WRITTEN REQUEST: Can the data below be set down again exactly, line for line?
----- EXTRACTED ENTRIES
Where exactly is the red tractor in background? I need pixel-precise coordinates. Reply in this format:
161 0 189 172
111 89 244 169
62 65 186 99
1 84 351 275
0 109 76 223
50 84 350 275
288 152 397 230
----------
FINISHED TASK:
Where exactly is the red tractor in background? I need pixel-precise coordinates. Reply in this format:
161 0 189 172
111 89 244 169
62 65 186 99
1 84 351 275
0 109 76 223
50 84 350 275
288 152 397 230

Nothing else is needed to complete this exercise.